## WRITTEN TASK A
In the passage on the Bowery Theatre, reproduce everything from "Just before that" down to "or twenty years.", substituting "drama" for "melodrama".
## WRITTEN TASK B
Extend the recollection of the Bowery Theatre beyond its final sentence.

## GIVEN TEXT
· · · · ·
Into any veracious sketch of the route we are sketching, there ought to enter, and form a good constituent part thereof, something about the Bowery Theatre—the Old Bowery, as, even after its coming up new from frequent destructions by fire, it has long been called. Indeed, there might be made, not only one sketch, but a good-sized and very interesting volume, exclusively devoted to this dramatic temple.
My first personal knowledge of the Bowery Theatre was about twenty-seven or eight years ago, when I was a lad of fifteen.
Just before that period, after a dreary season of depression and just keeping of heads above water, the fortunes of the Bowery were suddenly raised by the bringing out of the thrilling melodrama of "Jonathan Bradford, or the Murder at the Roadside Inn," which filled the house week after week, and had an astonishing and long, long run.2 This started the Bowery on a career of prosperity that continued for fifteen or twenty years.
"The Golden Farmer" was another very successful piece, a season or two afterwards.3 (But this last drew better at the little Franklin Theatre,4 down in the square—on account of the real genius of the acting in it of William and John Sefton.)5
Then there was "MazepppaMazeppa" (then span-new and well-played), with Gale and a well-trained young horse.6 Also, "The Last Days of Pompeii," a capital melodrama.7 In this, Hamblin8 was great as Arbaces the Egyptian, Ingersoll9 as a gladiator, Thorne10 as a young Pompeian noble, and Mrs. Flynn11 as Nydia, a blind flower girl. These, and other new and successful pieces, and the regular routine of Shakspearean plays, &c., ranged through four or five years, after the production of "Jonathan Bradford."
· · · · ·
(Dataset entries)
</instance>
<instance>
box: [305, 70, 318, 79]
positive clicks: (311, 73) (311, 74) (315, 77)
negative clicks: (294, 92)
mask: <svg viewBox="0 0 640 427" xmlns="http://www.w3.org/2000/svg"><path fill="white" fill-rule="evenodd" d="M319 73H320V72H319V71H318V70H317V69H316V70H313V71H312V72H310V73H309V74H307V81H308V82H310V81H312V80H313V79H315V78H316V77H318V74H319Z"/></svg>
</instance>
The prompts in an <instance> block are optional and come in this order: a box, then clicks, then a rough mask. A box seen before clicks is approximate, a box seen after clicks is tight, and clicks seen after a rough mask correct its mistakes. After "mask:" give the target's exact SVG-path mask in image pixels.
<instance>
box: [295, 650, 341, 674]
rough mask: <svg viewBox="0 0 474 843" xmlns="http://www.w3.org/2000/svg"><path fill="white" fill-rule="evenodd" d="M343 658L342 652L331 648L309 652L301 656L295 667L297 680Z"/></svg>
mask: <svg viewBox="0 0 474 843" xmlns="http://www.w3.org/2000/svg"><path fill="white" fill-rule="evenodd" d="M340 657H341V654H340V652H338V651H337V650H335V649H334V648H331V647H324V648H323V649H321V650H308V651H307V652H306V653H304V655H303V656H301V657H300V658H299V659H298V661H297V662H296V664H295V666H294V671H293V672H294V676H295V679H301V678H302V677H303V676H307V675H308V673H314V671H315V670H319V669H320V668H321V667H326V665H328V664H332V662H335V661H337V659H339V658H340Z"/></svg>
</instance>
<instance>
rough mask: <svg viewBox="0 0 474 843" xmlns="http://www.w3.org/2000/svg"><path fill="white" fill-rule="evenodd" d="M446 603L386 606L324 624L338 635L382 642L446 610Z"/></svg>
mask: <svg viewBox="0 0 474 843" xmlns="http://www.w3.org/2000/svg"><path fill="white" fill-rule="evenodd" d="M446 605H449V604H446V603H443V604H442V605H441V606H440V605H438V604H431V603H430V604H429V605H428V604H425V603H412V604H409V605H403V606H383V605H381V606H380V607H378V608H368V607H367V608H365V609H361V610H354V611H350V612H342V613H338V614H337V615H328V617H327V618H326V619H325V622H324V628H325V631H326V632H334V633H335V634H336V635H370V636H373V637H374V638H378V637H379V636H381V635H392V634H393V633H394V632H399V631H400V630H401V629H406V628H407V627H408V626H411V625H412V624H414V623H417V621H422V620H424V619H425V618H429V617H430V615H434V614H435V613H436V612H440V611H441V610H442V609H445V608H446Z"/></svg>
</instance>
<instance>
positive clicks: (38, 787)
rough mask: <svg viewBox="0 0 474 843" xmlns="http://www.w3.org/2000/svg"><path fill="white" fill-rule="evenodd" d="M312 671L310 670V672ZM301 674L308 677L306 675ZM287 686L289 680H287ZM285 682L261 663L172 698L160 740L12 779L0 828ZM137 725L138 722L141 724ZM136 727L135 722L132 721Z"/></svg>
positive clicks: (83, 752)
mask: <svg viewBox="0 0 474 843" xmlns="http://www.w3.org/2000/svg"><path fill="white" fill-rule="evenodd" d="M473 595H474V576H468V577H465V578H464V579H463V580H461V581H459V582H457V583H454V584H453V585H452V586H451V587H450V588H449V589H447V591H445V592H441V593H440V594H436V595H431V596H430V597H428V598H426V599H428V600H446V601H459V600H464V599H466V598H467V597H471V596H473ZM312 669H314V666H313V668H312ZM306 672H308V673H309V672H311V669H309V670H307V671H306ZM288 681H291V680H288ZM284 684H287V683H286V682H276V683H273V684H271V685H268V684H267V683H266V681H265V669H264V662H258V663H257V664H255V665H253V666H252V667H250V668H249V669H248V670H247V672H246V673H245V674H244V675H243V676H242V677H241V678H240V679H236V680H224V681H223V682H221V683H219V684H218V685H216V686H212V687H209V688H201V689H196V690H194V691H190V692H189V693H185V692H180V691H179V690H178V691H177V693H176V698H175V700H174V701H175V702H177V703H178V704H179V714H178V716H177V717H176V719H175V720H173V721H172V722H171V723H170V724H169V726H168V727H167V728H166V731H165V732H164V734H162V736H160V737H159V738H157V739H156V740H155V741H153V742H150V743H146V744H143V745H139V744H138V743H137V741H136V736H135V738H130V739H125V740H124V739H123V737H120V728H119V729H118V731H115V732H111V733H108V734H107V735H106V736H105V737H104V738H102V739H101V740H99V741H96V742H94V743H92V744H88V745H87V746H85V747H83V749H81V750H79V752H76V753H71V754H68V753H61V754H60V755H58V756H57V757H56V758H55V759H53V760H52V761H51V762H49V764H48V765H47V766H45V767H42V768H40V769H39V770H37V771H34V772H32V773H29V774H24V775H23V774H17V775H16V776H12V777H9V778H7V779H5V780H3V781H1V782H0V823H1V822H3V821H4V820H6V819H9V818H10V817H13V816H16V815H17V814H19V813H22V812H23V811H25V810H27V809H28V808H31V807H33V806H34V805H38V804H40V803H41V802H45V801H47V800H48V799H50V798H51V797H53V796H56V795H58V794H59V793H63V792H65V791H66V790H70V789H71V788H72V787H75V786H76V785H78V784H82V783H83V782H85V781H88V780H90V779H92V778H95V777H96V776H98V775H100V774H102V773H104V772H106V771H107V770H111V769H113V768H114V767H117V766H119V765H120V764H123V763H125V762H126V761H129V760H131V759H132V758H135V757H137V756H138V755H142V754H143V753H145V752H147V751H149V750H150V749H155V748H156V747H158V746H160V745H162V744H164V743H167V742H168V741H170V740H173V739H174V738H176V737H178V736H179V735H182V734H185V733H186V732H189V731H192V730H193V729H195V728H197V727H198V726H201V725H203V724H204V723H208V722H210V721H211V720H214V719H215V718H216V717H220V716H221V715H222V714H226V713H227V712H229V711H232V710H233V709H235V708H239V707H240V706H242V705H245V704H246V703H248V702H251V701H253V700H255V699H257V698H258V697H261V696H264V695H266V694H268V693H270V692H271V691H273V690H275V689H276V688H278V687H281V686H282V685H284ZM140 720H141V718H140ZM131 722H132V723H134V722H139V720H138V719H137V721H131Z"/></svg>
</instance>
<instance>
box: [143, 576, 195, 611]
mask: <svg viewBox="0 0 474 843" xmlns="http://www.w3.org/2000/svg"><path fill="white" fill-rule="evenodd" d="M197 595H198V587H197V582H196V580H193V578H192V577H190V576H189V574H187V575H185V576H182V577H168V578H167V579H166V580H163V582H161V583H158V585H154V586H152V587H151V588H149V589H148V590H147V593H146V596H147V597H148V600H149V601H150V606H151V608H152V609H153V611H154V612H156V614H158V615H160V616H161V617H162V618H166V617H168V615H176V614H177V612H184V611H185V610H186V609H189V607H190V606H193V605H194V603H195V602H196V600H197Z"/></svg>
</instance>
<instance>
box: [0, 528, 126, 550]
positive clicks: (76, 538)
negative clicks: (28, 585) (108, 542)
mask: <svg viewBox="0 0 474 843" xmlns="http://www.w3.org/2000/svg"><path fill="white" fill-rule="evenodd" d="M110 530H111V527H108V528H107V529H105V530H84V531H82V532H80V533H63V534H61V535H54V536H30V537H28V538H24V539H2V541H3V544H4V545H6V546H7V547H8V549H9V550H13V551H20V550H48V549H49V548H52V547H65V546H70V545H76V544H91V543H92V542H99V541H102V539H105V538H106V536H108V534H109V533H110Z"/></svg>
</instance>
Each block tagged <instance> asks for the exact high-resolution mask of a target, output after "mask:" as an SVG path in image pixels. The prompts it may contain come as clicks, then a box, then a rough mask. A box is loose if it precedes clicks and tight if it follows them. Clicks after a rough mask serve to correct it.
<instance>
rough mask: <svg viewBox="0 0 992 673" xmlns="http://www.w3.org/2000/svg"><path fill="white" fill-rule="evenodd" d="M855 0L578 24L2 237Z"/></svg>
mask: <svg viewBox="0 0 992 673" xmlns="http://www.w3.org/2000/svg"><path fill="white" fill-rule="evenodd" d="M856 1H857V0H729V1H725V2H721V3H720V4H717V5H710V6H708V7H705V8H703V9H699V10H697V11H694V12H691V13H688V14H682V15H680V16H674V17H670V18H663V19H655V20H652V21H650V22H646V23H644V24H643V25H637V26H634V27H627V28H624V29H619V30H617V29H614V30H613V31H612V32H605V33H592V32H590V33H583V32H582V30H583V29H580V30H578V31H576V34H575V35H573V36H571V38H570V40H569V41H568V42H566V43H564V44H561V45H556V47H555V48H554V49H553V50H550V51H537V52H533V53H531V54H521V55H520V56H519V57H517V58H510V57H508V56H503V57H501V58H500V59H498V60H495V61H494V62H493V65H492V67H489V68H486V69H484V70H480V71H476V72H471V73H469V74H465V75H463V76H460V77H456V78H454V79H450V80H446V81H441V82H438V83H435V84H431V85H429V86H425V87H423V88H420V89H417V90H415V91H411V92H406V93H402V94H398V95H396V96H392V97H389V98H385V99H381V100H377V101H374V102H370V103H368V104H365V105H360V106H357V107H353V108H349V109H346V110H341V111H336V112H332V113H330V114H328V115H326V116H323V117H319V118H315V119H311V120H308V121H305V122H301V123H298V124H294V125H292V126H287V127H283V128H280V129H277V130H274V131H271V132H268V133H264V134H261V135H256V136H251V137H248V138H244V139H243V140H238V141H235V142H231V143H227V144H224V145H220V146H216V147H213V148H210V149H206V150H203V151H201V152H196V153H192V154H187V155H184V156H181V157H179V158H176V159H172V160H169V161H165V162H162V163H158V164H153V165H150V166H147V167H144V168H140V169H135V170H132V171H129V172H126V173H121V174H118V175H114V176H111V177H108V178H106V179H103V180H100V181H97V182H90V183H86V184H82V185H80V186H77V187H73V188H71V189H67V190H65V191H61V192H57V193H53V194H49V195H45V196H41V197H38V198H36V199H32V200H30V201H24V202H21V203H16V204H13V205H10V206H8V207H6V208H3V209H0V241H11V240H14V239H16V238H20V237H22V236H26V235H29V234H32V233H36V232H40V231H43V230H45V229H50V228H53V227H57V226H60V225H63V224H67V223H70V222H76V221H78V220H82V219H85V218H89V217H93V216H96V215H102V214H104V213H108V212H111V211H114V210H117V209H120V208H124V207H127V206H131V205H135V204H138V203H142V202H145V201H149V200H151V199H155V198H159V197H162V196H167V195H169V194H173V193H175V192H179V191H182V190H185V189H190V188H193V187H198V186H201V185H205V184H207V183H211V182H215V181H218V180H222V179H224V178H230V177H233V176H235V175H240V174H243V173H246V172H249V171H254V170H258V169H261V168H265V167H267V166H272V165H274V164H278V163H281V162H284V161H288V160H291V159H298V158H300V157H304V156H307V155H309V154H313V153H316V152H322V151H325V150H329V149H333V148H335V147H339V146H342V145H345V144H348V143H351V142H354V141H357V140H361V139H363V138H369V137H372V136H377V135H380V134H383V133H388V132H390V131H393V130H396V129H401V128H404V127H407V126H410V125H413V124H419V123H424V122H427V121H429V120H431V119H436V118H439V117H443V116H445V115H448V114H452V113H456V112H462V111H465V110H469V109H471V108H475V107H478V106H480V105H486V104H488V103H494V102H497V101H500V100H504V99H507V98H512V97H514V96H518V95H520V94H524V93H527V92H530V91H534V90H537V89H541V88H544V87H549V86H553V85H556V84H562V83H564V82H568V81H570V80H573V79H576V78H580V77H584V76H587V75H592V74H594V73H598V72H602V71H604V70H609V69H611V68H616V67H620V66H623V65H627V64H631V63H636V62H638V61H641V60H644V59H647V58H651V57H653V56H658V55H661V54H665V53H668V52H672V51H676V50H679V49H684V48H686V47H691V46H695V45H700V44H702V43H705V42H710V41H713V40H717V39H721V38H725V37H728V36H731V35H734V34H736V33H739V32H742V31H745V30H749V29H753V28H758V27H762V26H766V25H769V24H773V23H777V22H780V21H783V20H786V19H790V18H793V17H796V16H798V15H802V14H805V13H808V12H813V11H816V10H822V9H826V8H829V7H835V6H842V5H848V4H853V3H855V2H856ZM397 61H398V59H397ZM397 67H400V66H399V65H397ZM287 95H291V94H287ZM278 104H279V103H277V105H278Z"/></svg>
· · · · ·
## ANSWER BOX A
Just before that period, after a dreary season of depression and just keeping of heads above water, the fortunes of the Bowery were suddenly raised by the bringing out of the thrilling drama of "Jonathan Bradford, or the Murder at the Roadside Inn," which filled the house week after week, and had an astonishing and long, long run.2 This started the Bowery on a career of prosperity that continued for fifteen or twenty years.

## ANSWER BOX B
All these are among my hobbledehoy dramatic reminiscences. I saw them all from the time I was fourteen till seventeen or eighteen. At first, I remember, I used to go with other boys, my pals; but I afterward preferred to go alone, I was so absorbed in the performance, and disliked any one to distract my attention. Let me confess how I crammed all that range of time as an insatiable romance-devourer (from a circulating library) and a perpetual theatre-goer. But it was very pleasant. Illusions of youth! Dreams of a child of the Bowery!
I used to go early and get a good seat in the pit. It was no such pit as it afterwards became, although the Bowery always showed more democracy and better animal specimens than the Park Theatre (with which house I was perfectly familiar).12 The dark green curtain before me—that curtain of curious stuff, like Chinese crape! What a mimic world of heroes and heroines, and loves, and murders, and plots, and hopes, and all which swells and pants in a hobblehoy's imagination, that same curtain signified and formed a wall to by-and-by make way for! It used to go up (for I noticed every little thing) with quick and graceful leaps, like the hopping of a rabbit—and to come down at the end of the play like a quick green waterfall. It always gave me an odd delight to see the manner of this curtain's motion. I liked it better than the heavy, slow, dignified rolling up or down of the painted canvas of the Park, which I remember used to strike the stage always with a bounce—ridiculous, like some recalling jolt or nudge, after the pathetic conclusion of tragedy.
I recollect with vivid distinctness, somewhere along this time, one of old Booth's performances—his great Richard—on a night that formed an era in the experience of theatre-goers, for years afterwards, and indeed down to this day.13 For you may yet hear that night spoken of among the elder New Yorkers, and some of the best specimens of them, too; for the capacious house was crowded (it was Tom Flynn's benefit) with an audience of as good men as the city could turn out.
The prices of the Bowery were then seventy-five cents to the boxes, and thirty-seven to the pit. It was a favorite resort for young New York, of a somewhat different type from the young New York of the present day.
Booth at that period was in his pride and prime. He was irregular, it is true; that is, he did not always act with sustained perfection, from beginning to end of the play—for he had strange moods and caprices, and followed them. But when the elements were propitious, and he gave the audience what he was capable of throughout, you saw and heard something to be remembered for your lifetime, and to give you new standards, and the highest ones, of art. And it was such a performance, that took place here at the Old Bowery, some twenty-four or five years ago (or a trifle more or less).
I had a good seat in the middle of the pit. The audience was electric—just the kind to call out a great actor's best. He was well supported.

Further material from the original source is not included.